### QUESITI DA RISOLVERE
1 - Secondo l'articolo sui reati fiscali, entro quale data deve avvenire la conversione in legge del decreto?
2 - Scrivi il seguito dell'articolo sui reati fiscali a partire dall'ultima frase riportata.

### ESTRATTO FORNITO

★ ★ ★ ★

Disciplina dei reati fiscali e responsabilità amministrativa degli enti alla luce del D.L. fiscale: profili critici e perplessità

Sara Mecca
Valerio Silvetti
03 Dicembre 2019

Inasprimento delle pene principali e riduzione delle soglie di rilevanza penale. Sono alcune delle modifiche dettate dal decreto fiscale, collegato alla Legge di Bilancio 2020, alle norme sanzionatorie penali in materia tributaria. Il decreto estende al comparto penale tributario anche l'applicazione di misure e sanzioni di natura patrimoniale (sequestro e confisca “per sproporzione”) a carico di chi viene condannato per i delitti tributari più gravi. Ampliato, infine, l'ambito di applicazione del sistema della responsabilità degli enti anche al delitto di dichiarazione fraudolenta mediante uso di fatture o altri documenti per operazioni inesistenti.
Le modifiche introdotte dal D.L. fiscale 2019

Il D.L. n. 124/2019, pubblicato sulla Gazzetta Ufficiale n. 252 del 26 ottobre 2019, ha, tra le altre cose, modificato la disciplina dei reati tributari, apportando alcune modifiche al D.Lgs. n. 74/2000.

In particolare, vengono introdotti strumenti volti a rafforzare e a razionalizzare la risposta sanzionatoria che l'ordinamento prefigura in rapporto ai reati tributari.

Si interviene sull'apparato sanzionatorio, con un inasprimento delle pene principali ed una riduzione delle soglie di rilevanza penale delle violazioni fiscali. Inoltre, si estende ai reati tributari, con taluni limiti, uno strumento di contrasto di particolare rilievo, costituito dalla confisca c.d. di sproporzione o allargata, con conseguente possibilità di sequestro funzionale alla medesima.

Inserito, inoltre, il delitto di dichiarazione fraudolenta tramite fatture false del novero dei reati fonte di responsabilità amministrativa degli enti ai sensi del D.Lgs. n. 231/2001.

Tali modifiche – laddove verranno recepite anche in sede di conversione in legge (si ricorda che la conversione dovrà avvenire entro il 27 dicembre 2019) – faranno sorgere una serie di problematiche di cui è opportuno offrire una breve panoramica.

Dichiarazione fraudolenta tramite fatture false: aumenti di pena e problematiche connesse

La pena per il reato di dichiarazione fraudolenta mediante uso di fatture o altri documenti per operazioni inesistenti (art. 2) è innalzata: si passa dalla precedente reclusione da 18 mesi a sei anni a quella da quattro ad otto anni.

Introdotta un'attenuante (la pena rimane da 18 mesi a 4 anni), qualora l'ammontare complessivo degli elementi passivi fittizi indicati in dichiarazione siano inferiori a 100.000 euro.

L'aumento della reclusione per il reato di dichiarazione fraudolenta mediante utilizzo di false fatture rischia di colpire i numerosi imprenditori che, spesso senza esserne consapevoli, vengono coinvolti in casi di fatturazioni soggettivamente inesistenti, riferite ad operazioni in cui l'emittente o il beneficiario dell'operazione - risultante dal documento - non sia quello reale.

★ ★ ★ ★

### DATI FORNITI
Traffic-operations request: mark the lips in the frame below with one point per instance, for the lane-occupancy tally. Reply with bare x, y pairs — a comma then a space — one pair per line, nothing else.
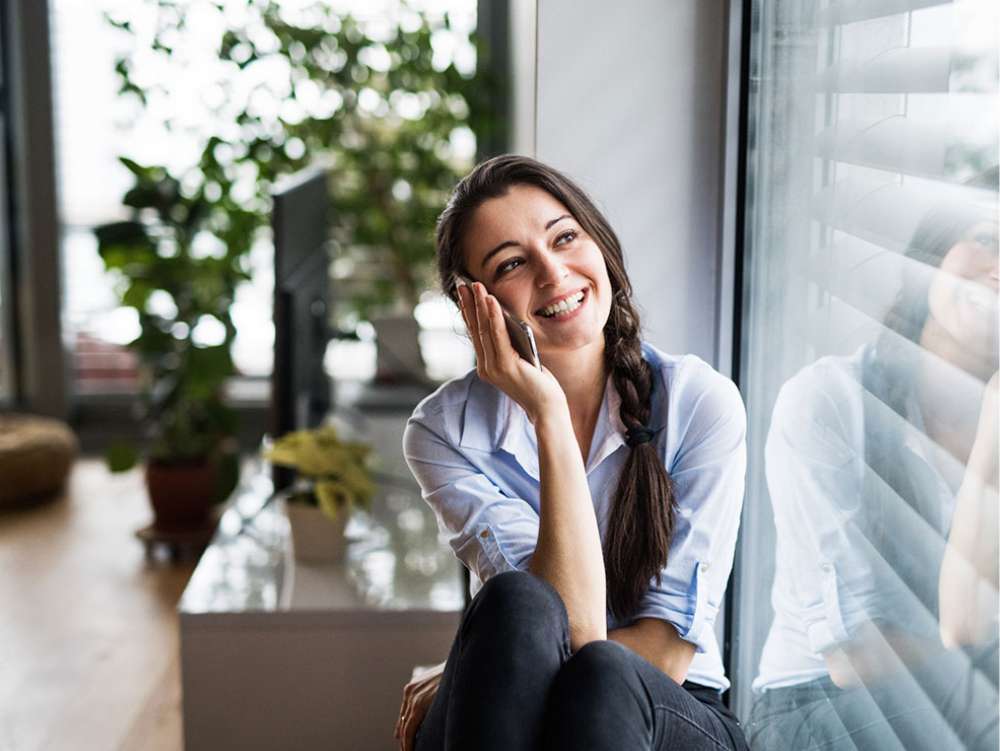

★ ★ ★ ★

### RISPOSTE PER QUESITO
1 - Entro il 27 dicembre 2019.

2 -
La contestazione di fatture soggettivamente inesistenti, normalmente rilevata in occasione di controlli fiscali, scatta in genere quando il cedente o il prestatore non ha una struttura idonea ad effettuare l'operazione (c.d. società cartiere) o quando a seguito di alcune operazioni scompare e non adempie a obblighi fiscali come dichiarazione o versamento.

L'acquirente, non potendo conoscere la correttezza fiscale del suo fornitore, è spesso ignaro delle sue violazioni. Il fisco, però, gli contesta l'indebita detrazione dell'IVA.

Secondo un consolidato orientamento giurisprudenziale, per simili contestazioni l'amministrazione ha l'onere iniziale di provare, anche in via presuntiva, l'interposizione fittizia del cedente ovvero la frode fiscale commessa a monte da altri soggetti. Compete poi all'acquirente provare la propria buona fede.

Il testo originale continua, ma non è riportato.